• Problem requirements: Reproduce word for word everything in the passage about the novel below, from "The Imperials eventually" down to "and they accepted.".

• Source document:
********************
As soon as Prince Samual's World was unified, and in the presence of unsuspecting Imperial witnesses, Graham's ship was launched and achieved orbit, although it could not re-enter the atmosphere (meaning that the Imperials had to rescue Graham). King David then immediately requested that Prince Samual's World be admitted to the Second Empire as a self-governing world capable of crewed space travel, not as a colony.

The Imperials eventually conceded the self-governing issue, but they realized that MacKinnie and Graham (who have now become the most famous couple on the planet) were part of a Dougal plot to acquire knowledge from the First Empire library during the Makassar trip, which embarrassed the Imperial Navy. The Navy officers insisted that MacKinnie and Graham, at least, be visibly punished, while the Imperial political representatives wanted to give Makassar a chance to continue to develop independently. Using the pretext of Graham's illegal introduction of new technology—wooden horse collars—on Makassar, the political representatives offered MacKinnie and Graham exile on Makassar as punishment (while reminding them that Dougal was likely to execute them due to their fame), and they accepted.

==References to technology==
In the novel, Graham introduced rigid wooden horse collars to Makassar to improve the efficiency of her commissary with the limited number of horses she had. Although this seemed like a trivial improvement, this was a disruptive technology on Makassar, because Makassar society still used slaves as draft animals. Makassar could not exploit the full ability of horses with its current technology: simple harnesses fastened around the neck. Each horse eats as much as five men and so must perform better than five men to be worth using, but it could not with a simple harness. However, with a wooden collar shifting the pulled weight to its shoulders, a horse could pull ten times as much as a man at high speed. The effect of this would be either to render a large number of slaves useless, or to free them for other uses. Either way, the economic structure of the society would change radically, and with it the political and power structure. This part of the novel is based heavily on the writings of Richard Lefebvre des Noëttes, which have since been questioned. Regardless, it is typical of Pournelle's work in its focus on the history of technology and European military history.

==Reception==
Kirkus Reviews calls it a "disappointingly superficial prequel", and "mostly a for-kids-only item".
********************
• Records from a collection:
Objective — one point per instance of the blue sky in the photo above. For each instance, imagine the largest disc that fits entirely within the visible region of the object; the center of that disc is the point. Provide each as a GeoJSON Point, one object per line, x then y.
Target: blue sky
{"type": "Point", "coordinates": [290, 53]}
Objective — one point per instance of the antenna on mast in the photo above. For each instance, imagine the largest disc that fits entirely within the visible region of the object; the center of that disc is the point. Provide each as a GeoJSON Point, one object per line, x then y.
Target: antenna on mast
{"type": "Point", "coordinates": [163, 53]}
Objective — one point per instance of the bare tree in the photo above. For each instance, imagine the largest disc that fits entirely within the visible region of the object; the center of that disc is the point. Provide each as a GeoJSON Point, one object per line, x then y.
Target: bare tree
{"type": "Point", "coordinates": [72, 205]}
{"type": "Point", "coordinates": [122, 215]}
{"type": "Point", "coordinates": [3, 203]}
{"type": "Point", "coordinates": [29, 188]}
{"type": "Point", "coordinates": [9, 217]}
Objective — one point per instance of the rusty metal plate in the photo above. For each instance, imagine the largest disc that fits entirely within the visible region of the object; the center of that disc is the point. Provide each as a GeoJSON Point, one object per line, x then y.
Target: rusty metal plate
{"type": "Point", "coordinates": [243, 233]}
********************
• Response:
The Imperials eventually conceded the self-governing issue, but they realized that MacKinnie and Graham (who have now become the most famous couple on the planet) were part of a Dougal plot to acquire knowledge from the First Empire library during the Makassar trip, which embarrassed the Imperial Navy. The Navy officers insisted that MacKinnie and Graham, at least, be visibly punished, while the Imperial political representatives wanted to give Makassar a chance to continue to develop independently. Using the pretext of Graham's illegal introduction of new technology—wooden horse collars—on Makassar, the political representatives offered MacKinnie and Graham exile on Makassar as punishment (while reminding them that Dougal was likely to execute them due to their fame), and they accepted.